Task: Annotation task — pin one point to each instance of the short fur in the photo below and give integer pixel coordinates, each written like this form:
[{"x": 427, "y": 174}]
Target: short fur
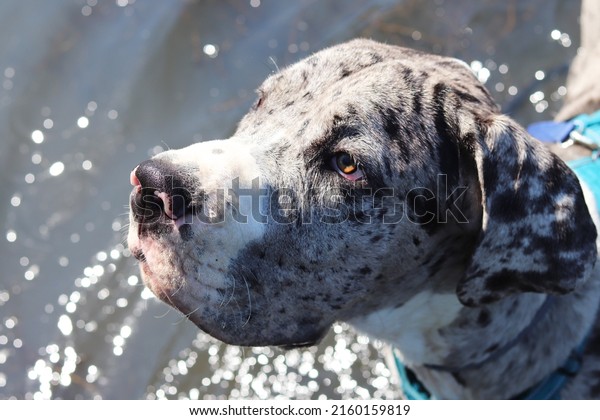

____________

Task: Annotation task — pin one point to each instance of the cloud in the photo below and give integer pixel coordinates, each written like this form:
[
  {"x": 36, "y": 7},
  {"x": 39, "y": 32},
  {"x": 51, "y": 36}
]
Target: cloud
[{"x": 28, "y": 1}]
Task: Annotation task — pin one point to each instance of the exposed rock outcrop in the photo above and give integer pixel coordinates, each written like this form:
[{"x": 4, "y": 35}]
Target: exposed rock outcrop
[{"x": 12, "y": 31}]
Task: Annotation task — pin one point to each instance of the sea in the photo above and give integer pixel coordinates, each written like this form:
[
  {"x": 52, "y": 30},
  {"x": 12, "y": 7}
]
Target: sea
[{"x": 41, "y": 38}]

____________

#### [WHAT NEEDS TO BE DONE]
Search the entries for "point" and copy out each line that has it.

#### [EXERCISE RESULT]
Task: Annotation task — pin one point to each instance of the short fur in the photo below and give integer pixel coordinates, each written like this form:
Task: Annotation task — pin one point to each instance of the cloud in the photo below and give integer pixel coordinates, each written like this form:
Task: Annotation task — pin one point to each instance of the exposed rock outcrop in the photo above and give integer pixel coordinates, each written like this form:
Task: Annotation task — pin one point to each instance of the sea in the photo above and give integer pixel coordinates, each written like this form:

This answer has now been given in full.